======== EXTRACT TO READ
This week, the future of the Maine Uniform Building and Energy Code (MUBEC) is at stake. MUBEC will be the focus of debate and votes in the House and Senate, as two very different bills move forward.

We urge you to contact your State Representative and Senator to ask them to support the statewide uniform building and energy code that just went into effect last December. To support a consistent, statewide building code that reduces costs to consumers and reduces uncertainty and development costs for builders and developers, ask them to support LD 1253 and reject LD 1416.

Here's what's going on:

The Maine Uniform Building and Energy Code matters to Maine because it reduces costs to consumers by ensuring buildings meet minimum standards for safe, healthy, energy-efficient construction and reduce our energy costs and our dependence on heating oil. It also reduces the cost of doing business in Maine by creating a consistent, reasonable, coordinated set of building codes across the state.

LD 1253 makes significant improvements to MUBEC and how it is implemented. This bill received a unanimous vote from the committee on Labor, Commerce, Research, and Business Development, which has dealt with building codes for many years.
================
======== INFORMATION GIVEN
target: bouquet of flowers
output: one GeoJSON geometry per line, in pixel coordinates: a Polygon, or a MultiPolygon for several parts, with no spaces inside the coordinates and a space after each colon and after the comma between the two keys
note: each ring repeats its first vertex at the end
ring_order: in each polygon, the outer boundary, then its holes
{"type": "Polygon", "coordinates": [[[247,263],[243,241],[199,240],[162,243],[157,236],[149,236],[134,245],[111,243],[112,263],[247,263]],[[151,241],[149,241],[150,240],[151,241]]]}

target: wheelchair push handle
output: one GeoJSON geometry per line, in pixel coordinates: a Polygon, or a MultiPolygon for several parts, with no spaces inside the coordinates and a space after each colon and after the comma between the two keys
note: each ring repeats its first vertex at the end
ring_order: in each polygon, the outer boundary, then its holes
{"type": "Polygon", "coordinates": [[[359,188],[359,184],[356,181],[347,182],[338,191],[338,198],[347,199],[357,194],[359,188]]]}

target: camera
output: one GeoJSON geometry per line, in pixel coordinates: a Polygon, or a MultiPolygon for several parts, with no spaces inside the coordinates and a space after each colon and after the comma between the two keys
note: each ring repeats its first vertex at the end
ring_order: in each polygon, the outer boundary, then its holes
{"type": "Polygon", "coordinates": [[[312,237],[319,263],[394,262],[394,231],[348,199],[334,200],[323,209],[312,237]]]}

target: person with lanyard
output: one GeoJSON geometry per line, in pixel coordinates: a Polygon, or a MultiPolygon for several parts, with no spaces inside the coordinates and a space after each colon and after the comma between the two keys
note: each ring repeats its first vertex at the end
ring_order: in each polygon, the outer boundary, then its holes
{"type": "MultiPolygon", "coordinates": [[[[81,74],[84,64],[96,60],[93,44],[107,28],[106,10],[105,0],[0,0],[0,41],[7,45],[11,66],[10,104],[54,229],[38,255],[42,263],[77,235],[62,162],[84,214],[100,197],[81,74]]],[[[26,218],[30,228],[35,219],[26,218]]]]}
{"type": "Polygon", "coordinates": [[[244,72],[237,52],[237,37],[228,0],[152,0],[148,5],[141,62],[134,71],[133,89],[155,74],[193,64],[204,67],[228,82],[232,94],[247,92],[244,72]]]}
================
EXERCISE SET:
**1)** Rewrite the part of the passage on the Maine building code that opens with the words containing "We urge you" and closes with "across the state.", swapping "heating oil" for "propane".
**2)** Translate this sentence from the passage on the Maine building code into Spanish: "LD 1253 makes significant improvements to MUBEC and how it is implemented."
**3)** Write the next few sentences of the passage on the Maine building code, picking up after its final sentence.

RESULTS IN ORDER:
**1)**
We urge you to contact your State Representative and Senator to ask them to support the statewide uniform building and energy code that just went into effect last December. To support a consistent, statewide building code that reduces costs to consumers and reduces uncertainty and development costs for builders and developers, ask them to support LD 1253 and reject LD 1416.

Here's what's going on:

The Maine Uniform Building and Energy Code matters to Maine because it reduces costs to consumers by ensuring buildings meet minimum standards for safe, healthy, energy-efficient construction and reduce our energy costs and our dependence on propane. It also reduces the cost of doing business in Maine by creating a consistent, reasonable, coordinated set of building codes across the state.

**2)** LD 1253 introduce mejoras significativas en el MUBEC y en la forma en que se aplica.

**3)**
LD 1416, on the other hand, was heard in the Committee on State and Local Government – a committee that has never before worked on building codes. LD 1416 would make a building code optional for most towns, thus undermining the statewide code. It would move Maine backward to a system of “model codes” that we know from experience didn’t provide uniformity for builders, consumer protection, or energy efficient homes. “Opt in” simply doesn't work. The bill would also put at risk tens of millions of dollars of federal grants from the Department of Energy that Maine qualified for when MUBEC was adopted. Lastly, LD 1416 would make Maine one of only 10 states that lack a true statewide code, thus discouraging investment in the state and reducing predictability for builders working across Maine.

One of the great successes of MUBEC is that it is a uniform code; no longer are there conflicts between multiple codes, such as the Fire Warden's code and the Historic Preservation code – it’s all in one! MUBEC also creates a minimum standard for energy conservation which must be implemented statewide, because we have some of the oldest housing stock in the nation, and we are among the most dependent on oil for heating.

A statewide code provides consumer protection and cost savings while ensuring predictability and an easier regulatory environment for builders and developers—it needs to remain a statewide code.